→ **Short exercise 1**
Translate this sentence from the cattle feed thread into Spanish: "Up here we use barley to feed up cattle for finishing."
→ **Short exercise 2**
Name every forum username that appears in the cattle feed thread.
→ **Short exercise 3**
From the cattle feed thread, return the passage from "## WildRoseBeef (Aug" to "RedTailGal posted below.)".

→ **Text block**

# Can cattle eat this?



## CESpeed (Aug 4, 2011)

In addition to the hay field that's already available I want to grow corn for my animals to eat.  From my understanding corn takes a lot of minerals out of the soil that soy beans can put back into it, so it's recommended to alternate the fields between corn and soy beans.

I know that cattle and pigs can eat corn but what about soy beans?  I'm pretty sure pigs can eat them, but has anyone ever fed them to cattle? 

Also if given a choice between, oats, barley or rye which would you feed to cattle?

Thanks again!


----------



## WildRoseBeef (Aug 5, 2011)

Either types of crops are going to cost you.  You have to pay for putting in fertilizer (for BOTH soybeans and corn), and pay someone to plant, spray, then harvest the corn for you.  Yes cattle can eat soybeans, but feeding them to cattle alone is like putting them in an alfalfa pasture when they're hungry. (edit: not to mention other issues that RedTailGal posted below.)  

I suggest that if you want to feed grain to your cattle, buy it.  Use the land for hay and pasture only.  Use whatever grain that is available.  Up here we use barley to feed up cattle for finishing.

Besides, the breeds that you have chosen are best raised with very little to no grain, and can be raised on grass and hay only, provided you have a good mineral source for them and test the soil and feed occasionally.

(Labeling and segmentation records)

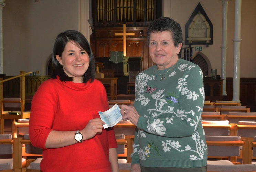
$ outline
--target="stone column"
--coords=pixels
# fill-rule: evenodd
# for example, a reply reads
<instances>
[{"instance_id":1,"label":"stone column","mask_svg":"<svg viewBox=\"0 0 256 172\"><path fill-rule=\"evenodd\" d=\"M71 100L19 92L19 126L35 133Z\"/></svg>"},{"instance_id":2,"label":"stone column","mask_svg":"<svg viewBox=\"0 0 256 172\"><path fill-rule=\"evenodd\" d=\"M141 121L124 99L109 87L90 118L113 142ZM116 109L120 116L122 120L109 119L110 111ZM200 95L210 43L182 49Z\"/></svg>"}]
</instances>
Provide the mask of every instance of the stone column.
<instances>
[{"instance_id":1,"label":"stone column","mask_svg":"<svg viewBox=\"0 0 256 172\"><path fill-rule=\"evenodd\" d=\"M5 0L0 0L0 73L3 73L3 9Z\"/></svg>"},{"instance_id":2,"label":"stone column","mask_svg":"<svg viewBox=\"0 0 256 172\"><path fill-rule=\"evenodd\" d=\"M233 69L233 101L239 103L240 63L241 39L242 0L235 0L235 30L234 42L234 68Z\"/></svg>"},{"instance_id":3,"label":"stone column","mask_svg":"<svg viewBox=\"0 0 256 172\"><path fill-rule=\"evenodd\" d=\"M221 45L221 78L224 80L222 85L222 95L227 95L226 91L226 59L227 56L227 6L229 0L222 0L222 37Z\"/></svg>"}]
</instances>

→ **Exercise result 1**
Aquí arriba usamos cebada para engordar al ganado en la etapa de terminación.

→ **Exercise result 2**
CESpeed, WildRoseBeef, RedTailGal

→ **Exercise result 3**
## WildRoseBeef (Aug 5, 2011)

Either types of crops are going to cost you.  You have to pay for putting in fertilizer (for BOTH soybeans and corn), and pay someone to plant, spray, then harvest the corn for you.  Yes cattle can eat soybeans, but feeding them to cattle alone is like putting them in an alfalfa pasture when they're hungry. (edit: not to mention other issues that RedTailGal posted below.)